All entries must be returned precisely as they appear.

→ PROVIDED RECORDS
--------------------

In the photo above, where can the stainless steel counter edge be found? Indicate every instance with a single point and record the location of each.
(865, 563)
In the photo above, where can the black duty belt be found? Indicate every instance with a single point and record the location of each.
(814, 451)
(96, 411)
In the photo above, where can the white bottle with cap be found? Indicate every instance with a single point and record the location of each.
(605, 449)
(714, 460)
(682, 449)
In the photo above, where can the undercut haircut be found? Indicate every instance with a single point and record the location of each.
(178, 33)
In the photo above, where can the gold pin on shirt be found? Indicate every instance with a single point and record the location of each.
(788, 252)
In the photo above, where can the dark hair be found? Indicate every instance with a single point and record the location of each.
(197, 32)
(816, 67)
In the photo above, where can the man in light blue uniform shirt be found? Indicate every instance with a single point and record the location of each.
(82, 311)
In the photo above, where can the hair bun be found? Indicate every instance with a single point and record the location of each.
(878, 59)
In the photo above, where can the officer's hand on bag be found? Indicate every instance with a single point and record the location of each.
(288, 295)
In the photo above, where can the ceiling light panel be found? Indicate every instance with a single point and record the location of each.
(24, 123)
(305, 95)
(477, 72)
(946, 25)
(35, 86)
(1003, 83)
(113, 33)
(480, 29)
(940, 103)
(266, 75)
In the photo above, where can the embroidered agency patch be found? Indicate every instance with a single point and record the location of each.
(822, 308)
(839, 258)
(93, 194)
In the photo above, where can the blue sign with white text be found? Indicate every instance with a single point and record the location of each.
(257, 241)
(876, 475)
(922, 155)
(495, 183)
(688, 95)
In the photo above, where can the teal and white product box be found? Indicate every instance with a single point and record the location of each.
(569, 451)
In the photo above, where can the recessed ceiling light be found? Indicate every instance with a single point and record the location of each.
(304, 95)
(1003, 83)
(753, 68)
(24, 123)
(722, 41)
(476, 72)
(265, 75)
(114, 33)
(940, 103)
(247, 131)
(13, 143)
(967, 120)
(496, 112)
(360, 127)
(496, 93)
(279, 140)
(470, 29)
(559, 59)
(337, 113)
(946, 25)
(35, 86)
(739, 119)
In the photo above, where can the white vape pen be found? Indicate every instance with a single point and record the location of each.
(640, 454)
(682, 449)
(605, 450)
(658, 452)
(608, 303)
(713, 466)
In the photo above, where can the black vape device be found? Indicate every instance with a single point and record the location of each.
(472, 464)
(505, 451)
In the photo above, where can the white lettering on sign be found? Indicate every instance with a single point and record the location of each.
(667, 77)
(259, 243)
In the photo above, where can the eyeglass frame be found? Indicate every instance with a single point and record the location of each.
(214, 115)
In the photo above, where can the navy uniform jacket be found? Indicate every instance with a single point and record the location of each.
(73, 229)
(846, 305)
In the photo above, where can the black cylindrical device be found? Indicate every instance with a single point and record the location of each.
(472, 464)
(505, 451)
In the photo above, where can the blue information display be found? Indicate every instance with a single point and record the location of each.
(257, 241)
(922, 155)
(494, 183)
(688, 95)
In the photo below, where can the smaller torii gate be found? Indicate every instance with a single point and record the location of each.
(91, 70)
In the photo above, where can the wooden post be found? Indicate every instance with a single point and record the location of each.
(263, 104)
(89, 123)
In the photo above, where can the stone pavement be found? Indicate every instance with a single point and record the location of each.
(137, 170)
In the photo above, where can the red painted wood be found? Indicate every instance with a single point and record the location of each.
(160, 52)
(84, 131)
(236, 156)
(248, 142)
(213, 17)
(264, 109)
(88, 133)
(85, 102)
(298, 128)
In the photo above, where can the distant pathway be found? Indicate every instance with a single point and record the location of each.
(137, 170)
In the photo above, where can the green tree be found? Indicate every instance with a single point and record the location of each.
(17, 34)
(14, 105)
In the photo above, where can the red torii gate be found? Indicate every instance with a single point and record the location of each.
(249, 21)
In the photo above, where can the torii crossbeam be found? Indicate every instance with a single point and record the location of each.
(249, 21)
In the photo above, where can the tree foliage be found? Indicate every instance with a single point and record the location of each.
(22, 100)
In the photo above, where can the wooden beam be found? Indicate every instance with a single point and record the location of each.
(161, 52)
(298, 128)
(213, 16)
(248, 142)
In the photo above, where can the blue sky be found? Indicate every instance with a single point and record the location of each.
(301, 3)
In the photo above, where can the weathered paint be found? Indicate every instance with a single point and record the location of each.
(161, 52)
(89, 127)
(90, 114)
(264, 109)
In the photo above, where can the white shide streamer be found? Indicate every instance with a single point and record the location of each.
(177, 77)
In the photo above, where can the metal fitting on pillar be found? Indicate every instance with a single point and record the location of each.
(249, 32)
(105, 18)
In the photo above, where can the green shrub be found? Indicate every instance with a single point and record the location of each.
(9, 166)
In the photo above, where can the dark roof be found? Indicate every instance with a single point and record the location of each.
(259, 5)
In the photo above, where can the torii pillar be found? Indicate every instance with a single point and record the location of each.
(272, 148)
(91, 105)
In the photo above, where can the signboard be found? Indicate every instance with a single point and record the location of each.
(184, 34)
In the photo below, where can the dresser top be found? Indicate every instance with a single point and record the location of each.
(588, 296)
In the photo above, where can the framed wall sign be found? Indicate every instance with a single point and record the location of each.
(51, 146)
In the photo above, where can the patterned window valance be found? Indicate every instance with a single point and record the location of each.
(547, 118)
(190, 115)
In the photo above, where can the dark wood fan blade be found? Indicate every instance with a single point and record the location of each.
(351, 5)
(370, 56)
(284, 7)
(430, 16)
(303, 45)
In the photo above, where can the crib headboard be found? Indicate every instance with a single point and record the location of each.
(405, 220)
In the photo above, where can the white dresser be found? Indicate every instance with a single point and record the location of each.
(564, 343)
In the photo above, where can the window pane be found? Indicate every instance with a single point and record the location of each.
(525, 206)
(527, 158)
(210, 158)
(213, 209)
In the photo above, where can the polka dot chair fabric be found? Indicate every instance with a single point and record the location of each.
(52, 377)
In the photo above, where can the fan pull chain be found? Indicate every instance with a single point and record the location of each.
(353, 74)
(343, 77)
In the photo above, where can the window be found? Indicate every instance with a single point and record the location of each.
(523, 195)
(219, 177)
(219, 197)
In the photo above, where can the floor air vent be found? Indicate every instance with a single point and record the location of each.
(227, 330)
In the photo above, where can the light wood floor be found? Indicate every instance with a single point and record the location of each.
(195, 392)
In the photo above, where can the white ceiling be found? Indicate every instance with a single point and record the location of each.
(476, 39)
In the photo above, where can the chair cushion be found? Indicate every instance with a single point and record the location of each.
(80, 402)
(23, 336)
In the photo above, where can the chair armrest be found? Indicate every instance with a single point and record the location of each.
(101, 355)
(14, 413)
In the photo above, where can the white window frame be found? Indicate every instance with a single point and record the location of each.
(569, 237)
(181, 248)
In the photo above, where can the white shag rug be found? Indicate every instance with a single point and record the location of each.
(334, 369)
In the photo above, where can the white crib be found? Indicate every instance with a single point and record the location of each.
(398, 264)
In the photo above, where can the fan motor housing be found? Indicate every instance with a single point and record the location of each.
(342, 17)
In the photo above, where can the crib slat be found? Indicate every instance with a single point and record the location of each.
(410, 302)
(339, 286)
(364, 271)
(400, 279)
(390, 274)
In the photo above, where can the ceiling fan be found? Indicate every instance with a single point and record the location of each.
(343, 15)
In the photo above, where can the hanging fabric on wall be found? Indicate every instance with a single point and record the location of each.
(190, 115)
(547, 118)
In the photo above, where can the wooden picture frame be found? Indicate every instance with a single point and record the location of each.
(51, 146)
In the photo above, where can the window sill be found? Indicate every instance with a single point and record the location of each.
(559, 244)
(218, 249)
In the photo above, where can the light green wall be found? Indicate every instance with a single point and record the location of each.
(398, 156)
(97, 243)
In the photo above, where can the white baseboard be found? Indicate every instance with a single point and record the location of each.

--------------------

→ SOLUTION TO THIS EXERCISE
In the photo above, where can the stainless steel counter edge be found? Indicate every instance with a single point and record the location of each.
(865, 563)
In the photo above, where can the black duty belt be found? Indicate every instance with a single point and record the location of each.
(814, 451)
(96, 411)
In the photo above, where can the white bottle with cap be found? Indicate every instance with a single point and record the location of each.
(605, 449)
(714, 460)
(682, 449)
In the photo above, where can the undercut haircut be found? Indicate every instance with a single point and record the location of each.
(178, 33)
In the photo above, where can the gold pin on shirt be found? Indicate every instance with a single point and record the location of each.
(788, 252)
In the photo above, where can the dark hair be found? Indicate every instance with a single point and record the location of each.
(197, 32)
(816, 67)
In the photo above, where can the man in light blue uniform shirt be found? Indicate every instance with a single point and record the location of each.
(82, 311)
In the photo above, where can the hair bun be found? Indicate every instance with a single point and record the location of each.
(878, 59)
In the photo above, where can the officer's hand on bag be found? Indicate every instance with a single point and record the location of each.
(288, 295)
In the photo above, where can the ceiling light panel be found? Indicate every instance with a single point and record the location of each.
(24, 123)
(305, 95)
(477, 72)
(946, 25)
(35, 86)
(1003, 83)
(113, 33)
(480, 29)
(940, 103)
(266, 75)
In the photo above, where can the embroidered agency patch be found? Indicate every instance with a single point and record the location of each.
(822, 308)
(839, 258)
(93, 194)
In the photo above, where can the blue sign with white text be found? Indicate every instance with a single point and record the location of each.
(257, 241)
(876, 475)
(922, 155)
(495, 183)
(688, 95)
In the photo above, where can the teal and white product box be found? Indicate every instance with a single point and record the location of each.
(569, 451)
In the photo above, where can the recessed ceiling light be found? Indicate every instance with a single point and record the location of each.
(304, 95)
(1003, 83)
(753, 68)
(24, 123)
(722, 41)
(476, 72)
(265, 75)
(114, 33)
(940, 103)
(247, 131)
(13, 143)
(967, 120)
(496, 112)
(360, 127)
(496, 93)
(279, 140)
(470, 29)
(559, 59)
(337, 113)
(946, 25)
(35, 86)
(739, 119)
In the photo above, where can the white vape pen be found? Indicate every instance with a single point and record the location of each.
(640, 454)
(682, 449)
(605, 450)
(658, 452)
(608, 303)
(713, 466)
In the photo above, where can the black vape device be found? Indicate every instance with a single point and record the location of each.
(472, 464)
(505, 451)
In the photo above, where can the white lettering on sign be found? Indicate every instance with a single point and record the location of each.
(667, 77)
(259, 243)
In the photo above, where can the eyeglass frame be found? Indicate every instance with a single point and record the location of each.
(214, 115)
In the photo above, where can the navy uniform jacket be found? Indicate every instance with a single point and record the location of each.
(73, 229)
(846, 305)
In the photo above, where can the black cylindrical device be found? Indicate every instance with a single point and record the location of each.
(472, 464)
(505, 451)
In the photo above, where can the blue information display be found? Indicate every instance with a single point and record the location of each.
(257, 241)
(922, 155)
(494, 183)
(688, 95)
In the photo below, where can the smaller torii gate be found? Indicate every instance with a single point and record the location of each.
(91, 70)
In the photo above, where can the wooden post be found? Indicate every instance with a single point and record the location of each.
(263, 104)
(89, 123)
In the photo above, where can the stone pavement be found? Indicate every instance with a single point and record the location of each.
(137, 170)
In the photo above, where can the red painted wood be found? Indicate every instance with a single point and record the location of each.
(160, 52)
(84, 131)
(236, 156)
(248, 142)
(213, 17)
(264, 109)
(88, 133)
(85, 102)
(298, 128)
In the photo above, where can the distant pathway be found? Indicate every instance with a single point and record the location of each.
(137, 170)
In the photo above, where can the green tree be found? Indicate every instance with a single point and record the location of each.
(17, 34)
(14, 105)
In the photo above, where can the red torii gate be found? Indicate every instance with a single point and record the location of each.
(249, 21)
In the photo above, where can the torii crossbeam be found? Indicate every instance with a single point and record the location of each.
(249, 21)
In the photo above, where can the tree foliage be found? Indicate every instance with a single point and record the location of each.
(22, 100)
In the photo above, where can the wooden beam be found? Indicate every instance with a single point and record the location of each.
(161, 52)
(298, 128)
(213, 16)
(248, 142)
In the photo above, where can the blue sky be found? Indicate every instance with a single point and record the location of each.
(301, 3)
In the photo above, where can the weathered paint be found? Indicate every instance with a single point and record the location of each.
(161, 52)
(89, 127)
(90, 114)
(264, 109)
In the photo above, where can the white shide streamer be found? Indicate every instance with a single point and record the location of each.
(177, 77)
In the photo above, where can the metal fitting on pillar be found? Indicate every instance with a single point and record the location of each.
(249, 32)
(105, 18)
In the photo above, where can the green shrub be found? Indicate every instance with a single point and record the location of each.
(9, 166)
In the photo above, where can the dark roof be found? Indicate every instance with a single point and record the location of each.
(259, 5)
In the photo above, where can the torii pillar be found? Indicate every instance with a single point and record the location of each.
(272, 148)
(91, 105)
In the photo above, where can the signboard be found? Indicate every instance with a single point and record the location of each.
(184, 34)
In the photo below, where can the dresser top be found? Indicate every instance with a single point and record the location of each.
(588, 296)
In the photo above, where can the framed wall sign be found? Indicate every instance with a single point and record the location of each.
(51, 146)
In the photo above, where can the patterned window valance be found? Indicate every instance with a single point and record the location of each.
(547, 118)
(190, 115)
In the photo above, where can the dark wood fan blade be found? Indicate every instance with a single point and record the location of each.
(351, 5)
(370, 56)
(284, 7)
(430, 16)
(303, 45)
In the photo above, where can the crib headboard be found? Indicate every instance with a single point and record the location of each.
(405, 220)
In the photo above, where can the white dresser be found? Indicate every instance with a single point and record the location of each.
(564, 343)
In the photo above, where can the window pane be found? Indicate every instance with a single point and record the location of each.
(525, 206)
(527, 158)
(210, 158)
(213, 209)
In the photo above, where can the polka dot chair fabric be found? Indicate every instance with a single point and record the location of each.
(52, 377)
In the photo above, where can the fan pull chain be found? Indicate every instance with a single point and record the location of each.
(353, 74)
(343, 77)
In the photo above, where can the window be found? Indicate every instance with a single point and record the location of each.
(523, 195)
(219, 177)
(219, 197)
In the photo above, where can the floor air vent be found? Indicate every instance with a single point and record the location of each.
(227, 330)
In the photo above, where can the light wood floor be found? Indicate every instance with a single point and record the location of each.
(195, 392)
In the photo above, where can the white ceiling be found? Indicate every instance with a single point and record the location of each.
(476, 39)
In the photo above, where can the chair cushion be found? Indicate every instance with a single point and record the location of each.
(80, 402)
(23, 336)
In the photo above, where can the chair armrest be found? Indicate every instance with a single point and record the location of each.
(101, 355)
(14, 413)
In the photo above, where can the white window frame be found? Indicate every instance with a single point and record the location of each.
(569, 237)
(181, 248)
In the photo above, where can the white shag rug be found? Indicate every instance with a single point and record the location of each.
(334, 369)
In the photo above, where can the white crib be found? Indicate every instance with a single point and record the location of each.
(398, 264)
In the photo above, where can the fan motor housing be found? Indicate every instance with a single point and record the location of each.
(342, 17)
In the photo above, where can the crib slat be found? Indicate every instance with a single point and record the location of each.
(410, 302)
(339, 286)
(364, 271)
(400, 279)
(390, 274)
In the photo above, where can the ceiling fan be found? Indicate every instance with a single point and record the location of each.
(343, 15)
In the photo above, where can the hanging fabric on wall be found? Indicate every instance with a single point and record the location of each.
(190, 115)
(547, 118)
In the photo above, where can the wooden picture frame be found? Indicate every instance with a single point and record the location of each.
(51, 146)
In the photo above, where can the window sill be found? Indicate every instance with a single point and record the location of each.
(559, 244)
(218, 249)
In the photo above, where can the light green wall be found? Indicate every instance with a single point and record the location of each.
(398, 156)
(97, 243)
In the photo above, where can the white baseboard be found? Indicate every instance with a single point and record the location of each.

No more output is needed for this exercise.